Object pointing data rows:
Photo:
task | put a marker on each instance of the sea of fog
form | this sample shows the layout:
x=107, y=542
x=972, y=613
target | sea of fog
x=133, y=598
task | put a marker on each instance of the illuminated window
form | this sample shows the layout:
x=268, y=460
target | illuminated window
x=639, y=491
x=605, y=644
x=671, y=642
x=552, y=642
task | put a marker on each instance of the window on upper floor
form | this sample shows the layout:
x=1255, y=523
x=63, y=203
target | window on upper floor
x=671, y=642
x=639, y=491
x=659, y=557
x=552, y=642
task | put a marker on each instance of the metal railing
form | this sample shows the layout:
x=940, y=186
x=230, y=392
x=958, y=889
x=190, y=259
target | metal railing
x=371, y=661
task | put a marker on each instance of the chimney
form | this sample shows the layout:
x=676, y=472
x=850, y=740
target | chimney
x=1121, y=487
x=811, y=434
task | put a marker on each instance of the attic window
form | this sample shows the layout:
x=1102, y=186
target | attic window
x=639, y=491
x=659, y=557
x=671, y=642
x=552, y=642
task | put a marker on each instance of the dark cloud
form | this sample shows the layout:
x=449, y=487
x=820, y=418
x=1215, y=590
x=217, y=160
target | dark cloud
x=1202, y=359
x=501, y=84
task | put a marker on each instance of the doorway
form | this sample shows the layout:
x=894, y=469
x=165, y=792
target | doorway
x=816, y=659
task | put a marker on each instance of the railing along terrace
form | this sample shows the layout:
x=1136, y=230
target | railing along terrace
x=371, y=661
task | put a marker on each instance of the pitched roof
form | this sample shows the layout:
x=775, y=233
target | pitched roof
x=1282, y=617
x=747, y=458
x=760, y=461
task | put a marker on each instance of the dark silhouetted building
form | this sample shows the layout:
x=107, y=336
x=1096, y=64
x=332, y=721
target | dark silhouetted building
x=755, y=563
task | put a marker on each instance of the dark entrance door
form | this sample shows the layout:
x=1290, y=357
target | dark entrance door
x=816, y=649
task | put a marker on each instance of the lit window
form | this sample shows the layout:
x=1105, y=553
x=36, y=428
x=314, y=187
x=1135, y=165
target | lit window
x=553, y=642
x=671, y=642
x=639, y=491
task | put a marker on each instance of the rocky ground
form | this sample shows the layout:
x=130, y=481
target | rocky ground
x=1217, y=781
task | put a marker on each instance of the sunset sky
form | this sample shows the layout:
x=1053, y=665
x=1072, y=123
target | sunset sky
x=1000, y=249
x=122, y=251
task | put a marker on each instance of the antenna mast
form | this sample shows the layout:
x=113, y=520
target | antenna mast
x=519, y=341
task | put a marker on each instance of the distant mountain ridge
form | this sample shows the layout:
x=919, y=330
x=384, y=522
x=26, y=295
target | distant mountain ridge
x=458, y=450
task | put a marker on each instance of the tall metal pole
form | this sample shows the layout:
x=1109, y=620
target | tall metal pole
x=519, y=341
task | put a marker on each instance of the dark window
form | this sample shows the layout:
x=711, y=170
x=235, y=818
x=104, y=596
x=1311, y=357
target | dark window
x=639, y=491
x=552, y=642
* * *
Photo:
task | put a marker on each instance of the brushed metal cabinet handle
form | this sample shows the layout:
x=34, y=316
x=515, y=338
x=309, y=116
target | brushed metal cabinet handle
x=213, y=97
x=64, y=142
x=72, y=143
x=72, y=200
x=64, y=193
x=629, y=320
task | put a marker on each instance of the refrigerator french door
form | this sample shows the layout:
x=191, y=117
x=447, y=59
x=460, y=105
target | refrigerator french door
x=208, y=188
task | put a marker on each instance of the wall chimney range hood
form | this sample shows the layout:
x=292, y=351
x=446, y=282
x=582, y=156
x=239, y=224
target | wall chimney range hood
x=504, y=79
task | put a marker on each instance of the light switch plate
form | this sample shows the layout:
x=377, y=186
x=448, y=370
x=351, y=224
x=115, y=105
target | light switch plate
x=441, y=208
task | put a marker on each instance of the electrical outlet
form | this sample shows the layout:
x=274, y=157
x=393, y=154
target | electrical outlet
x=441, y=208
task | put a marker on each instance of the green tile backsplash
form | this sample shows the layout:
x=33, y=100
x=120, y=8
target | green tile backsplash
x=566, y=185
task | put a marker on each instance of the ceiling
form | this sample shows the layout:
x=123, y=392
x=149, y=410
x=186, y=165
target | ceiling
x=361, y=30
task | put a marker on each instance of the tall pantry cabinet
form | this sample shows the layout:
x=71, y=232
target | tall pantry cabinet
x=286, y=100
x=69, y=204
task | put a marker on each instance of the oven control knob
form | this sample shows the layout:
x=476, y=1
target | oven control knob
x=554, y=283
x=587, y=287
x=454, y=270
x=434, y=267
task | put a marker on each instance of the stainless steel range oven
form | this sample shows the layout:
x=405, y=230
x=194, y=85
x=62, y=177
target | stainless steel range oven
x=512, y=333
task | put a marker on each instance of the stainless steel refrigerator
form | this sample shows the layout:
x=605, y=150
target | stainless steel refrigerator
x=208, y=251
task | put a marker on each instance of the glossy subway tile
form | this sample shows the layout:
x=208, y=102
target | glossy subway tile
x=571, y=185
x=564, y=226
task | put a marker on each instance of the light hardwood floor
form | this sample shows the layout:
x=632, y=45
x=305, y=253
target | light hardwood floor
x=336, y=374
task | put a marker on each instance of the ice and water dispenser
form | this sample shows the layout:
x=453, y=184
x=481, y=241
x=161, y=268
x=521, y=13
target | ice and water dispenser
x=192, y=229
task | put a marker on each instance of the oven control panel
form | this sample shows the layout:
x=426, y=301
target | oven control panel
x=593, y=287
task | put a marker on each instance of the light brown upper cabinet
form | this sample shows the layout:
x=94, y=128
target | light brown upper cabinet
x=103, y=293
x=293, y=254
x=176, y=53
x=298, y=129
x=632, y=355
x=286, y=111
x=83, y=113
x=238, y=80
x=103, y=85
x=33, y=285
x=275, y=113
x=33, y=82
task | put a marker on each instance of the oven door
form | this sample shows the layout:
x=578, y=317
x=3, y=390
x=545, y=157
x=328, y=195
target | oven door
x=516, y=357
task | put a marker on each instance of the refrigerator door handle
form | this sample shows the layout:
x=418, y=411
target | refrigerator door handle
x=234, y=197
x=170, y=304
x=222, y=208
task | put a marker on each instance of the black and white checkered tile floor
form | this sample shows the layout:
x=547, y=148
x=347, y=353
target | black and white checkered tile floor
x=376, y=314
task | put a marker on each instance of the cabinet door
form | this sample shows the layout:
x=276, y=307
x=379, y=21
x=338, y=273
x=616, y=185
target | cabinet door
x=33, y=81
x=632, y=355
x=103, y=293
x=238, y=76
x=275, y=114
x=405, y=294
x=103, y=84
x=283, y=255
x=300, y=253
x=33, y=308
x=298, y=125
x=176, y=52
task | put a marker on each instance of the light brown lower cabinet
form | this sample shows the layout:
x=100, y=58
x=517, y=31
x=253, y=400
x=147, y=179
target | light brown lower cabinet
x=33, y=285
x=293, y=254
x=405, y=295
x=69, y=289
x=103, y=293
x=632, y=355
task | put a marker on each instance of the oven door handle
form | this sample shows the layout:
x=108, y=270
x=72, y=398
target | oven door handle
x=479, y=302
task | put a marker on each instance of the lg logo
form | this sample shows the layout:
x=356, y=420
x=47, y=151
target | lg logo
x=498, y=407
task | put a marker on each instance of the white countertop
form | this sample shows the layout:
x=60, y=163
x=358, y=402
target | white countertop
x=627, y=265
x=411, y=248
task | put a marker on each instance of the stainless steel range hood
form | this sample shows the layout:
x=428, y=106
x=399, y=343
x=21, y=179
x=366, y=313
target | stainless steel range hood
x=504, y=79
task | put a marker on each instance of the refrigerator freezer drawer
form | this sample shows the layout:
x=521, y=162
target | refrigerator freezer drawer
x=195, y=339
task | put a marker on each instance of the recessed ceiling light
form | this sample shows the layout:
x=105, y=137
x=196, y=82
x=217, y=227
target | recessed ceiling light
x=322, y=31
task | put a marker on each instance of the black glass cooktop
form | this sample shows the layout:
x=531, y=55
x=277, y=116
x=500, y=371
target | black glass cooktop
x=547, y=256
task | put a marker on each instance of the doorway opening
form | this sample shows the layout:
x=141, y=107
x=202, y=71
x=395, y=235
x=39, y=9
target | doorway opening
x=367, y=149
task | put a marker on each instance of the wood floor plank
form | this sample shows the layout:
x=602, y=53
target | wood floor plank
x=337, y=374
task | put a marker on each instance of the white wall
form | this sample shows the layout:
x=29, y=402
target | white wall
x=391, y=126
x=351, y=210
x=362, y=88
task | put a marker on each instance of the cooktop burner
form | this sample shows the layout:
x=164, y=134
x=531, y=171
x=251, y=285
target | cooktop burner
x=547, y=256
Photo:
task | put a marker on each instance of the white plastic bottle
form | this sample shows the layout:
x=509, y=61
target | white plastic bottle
* * *
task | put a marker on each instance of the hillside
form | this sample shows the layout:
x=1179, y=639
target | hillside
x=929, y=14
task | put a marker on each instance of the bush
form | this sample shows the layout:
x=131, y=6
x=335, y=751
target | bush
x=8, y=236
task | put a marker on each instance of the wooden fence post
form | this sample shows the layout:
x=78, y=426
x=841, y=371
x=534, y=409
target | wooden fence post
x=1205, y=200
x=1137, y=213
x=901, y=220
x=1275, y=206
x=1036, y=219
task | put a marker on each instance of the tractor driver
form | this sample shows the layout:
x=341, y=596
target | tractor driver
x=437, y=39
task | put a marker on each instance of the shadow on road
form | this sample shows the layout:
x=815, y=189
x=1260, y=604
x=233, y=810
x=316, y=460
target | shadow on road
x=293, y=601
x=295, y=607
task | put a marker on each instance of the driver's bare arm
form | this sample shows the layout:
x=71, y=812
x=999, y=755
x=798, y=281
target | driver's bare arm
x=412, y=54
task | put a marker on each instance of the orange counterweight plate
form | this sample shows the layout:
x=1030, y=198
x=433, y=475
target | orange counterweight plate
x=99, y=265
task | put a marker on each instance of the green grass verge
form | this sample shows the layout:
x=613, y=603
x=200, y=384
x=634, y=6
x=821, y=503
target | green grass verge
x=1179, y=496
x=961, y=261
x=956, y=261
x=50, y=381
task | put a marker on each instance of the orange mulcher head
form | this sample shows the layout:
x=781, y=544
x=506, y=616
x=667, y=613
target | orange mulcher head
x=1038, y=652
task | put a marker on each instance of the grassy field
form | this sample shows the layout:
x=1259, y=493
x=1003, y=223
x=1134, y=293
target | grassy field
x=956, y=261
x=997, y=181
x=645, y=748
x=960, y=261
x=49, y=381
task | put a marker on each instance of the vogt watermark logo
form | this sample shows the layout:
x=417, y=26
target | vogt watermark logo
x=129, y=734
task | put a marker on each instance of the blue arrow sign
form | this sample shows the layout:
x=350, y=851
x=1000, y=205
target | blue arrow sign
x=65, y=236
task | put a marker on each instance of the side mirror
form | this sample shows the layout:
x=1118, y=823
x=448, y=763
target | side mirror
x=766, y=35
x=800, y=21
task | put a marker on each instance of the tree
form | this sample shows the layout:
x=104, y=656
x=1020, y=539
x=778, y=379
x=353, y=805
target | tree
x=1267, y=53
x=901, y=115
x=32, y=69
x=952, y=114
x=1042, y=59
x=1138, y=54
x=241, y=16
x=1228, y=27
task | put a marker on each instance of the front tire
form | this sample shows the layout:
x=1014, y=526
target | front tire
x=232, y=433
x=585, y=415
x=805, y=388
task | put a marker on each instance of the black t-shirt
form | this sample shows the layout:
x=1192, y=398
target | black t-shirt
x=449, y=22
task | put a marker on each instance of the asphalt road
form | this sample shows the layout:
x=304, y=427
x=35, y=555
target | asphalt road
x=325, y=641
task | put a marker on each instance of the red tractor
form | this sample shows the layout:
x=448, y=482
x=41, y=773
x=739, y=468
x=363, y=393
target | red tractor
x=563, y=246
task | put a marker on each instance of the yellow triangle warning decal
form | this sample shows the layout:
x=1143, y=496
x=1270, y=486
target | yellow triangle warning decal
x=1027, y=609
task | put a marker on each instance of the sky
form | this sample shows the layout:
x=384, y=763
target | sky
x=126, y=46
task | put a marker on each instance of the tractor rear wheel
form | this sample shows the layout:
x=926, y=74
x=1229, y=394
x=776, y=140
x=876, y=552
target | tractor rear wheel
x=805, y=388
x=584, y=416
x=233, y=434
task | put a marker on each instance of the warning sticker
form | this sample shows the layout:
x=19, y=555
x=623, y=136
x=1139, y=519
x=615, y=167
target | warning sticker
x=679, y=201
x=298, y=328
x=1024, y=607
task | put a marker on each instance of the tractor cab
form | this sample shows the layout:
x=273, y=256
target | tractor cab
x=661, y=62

● **Objective**: Write out every line of the data again, starting at the line containing "task | put a marker on each instance of the yellow" and ending at the line containing "x=233, y=434". Adjust each answer coordinate by adding -64, and leave the layout sample coordinates unchanged.

● **Full answer**:
task | put a marker on each instance of the yellow triangle warning decal
form | this sample shows the layout:
x=1143, y=496
x=1270, y=486
target | yellow triangle warning decal
x=963, y=545
task | put a marker on each instance of the sky
form | this sample shows the layout:
x=384, y=763
target | sky
x=62, y=-18
task | put a marker on each instance of the tractor rear wheel
form | this sample shows the layout:
x=926, y=74
x=1229, y=394
x=776, y=140
x=876, y=552
target | tractor rear wheel
x=741, y=324
x=520, y=352
x=169, y=370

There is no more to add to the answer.